Point-per-instance localization data:
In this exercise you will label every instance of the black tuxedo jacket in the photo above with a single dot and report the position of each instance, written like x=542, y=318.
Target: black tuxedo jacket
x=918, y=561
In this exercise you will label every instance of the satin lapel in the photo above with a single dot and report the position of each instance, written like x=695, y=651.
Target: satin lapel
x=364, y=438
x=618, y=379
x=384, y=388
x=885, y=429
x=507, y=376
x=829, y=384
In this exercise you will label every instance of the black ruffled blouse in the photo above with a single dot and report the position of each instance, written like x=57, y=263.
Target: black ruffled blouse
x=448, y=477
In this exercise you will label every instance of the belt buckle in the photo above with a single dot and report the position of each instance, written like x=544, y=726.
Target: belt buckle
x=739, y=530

__Exercise details__: Return the lines beginning at the one that contains "like x=57, y=263." and continuing through the last line of the data, exactly as they stand and without any others.

__Problem solution__:
In this exercise you will label every instance of the black ruffled blouse in the photo above with a single dot and report the position of each instance, written like x=57, y=263.
Target: black ruffled blouse
x=448, y=477
In this exercise you will label every instance of the belt buckle in the photo above with a single dot and report the position of each instance, written like x=544, y=726.
Target: belt buckle
x=739, y=530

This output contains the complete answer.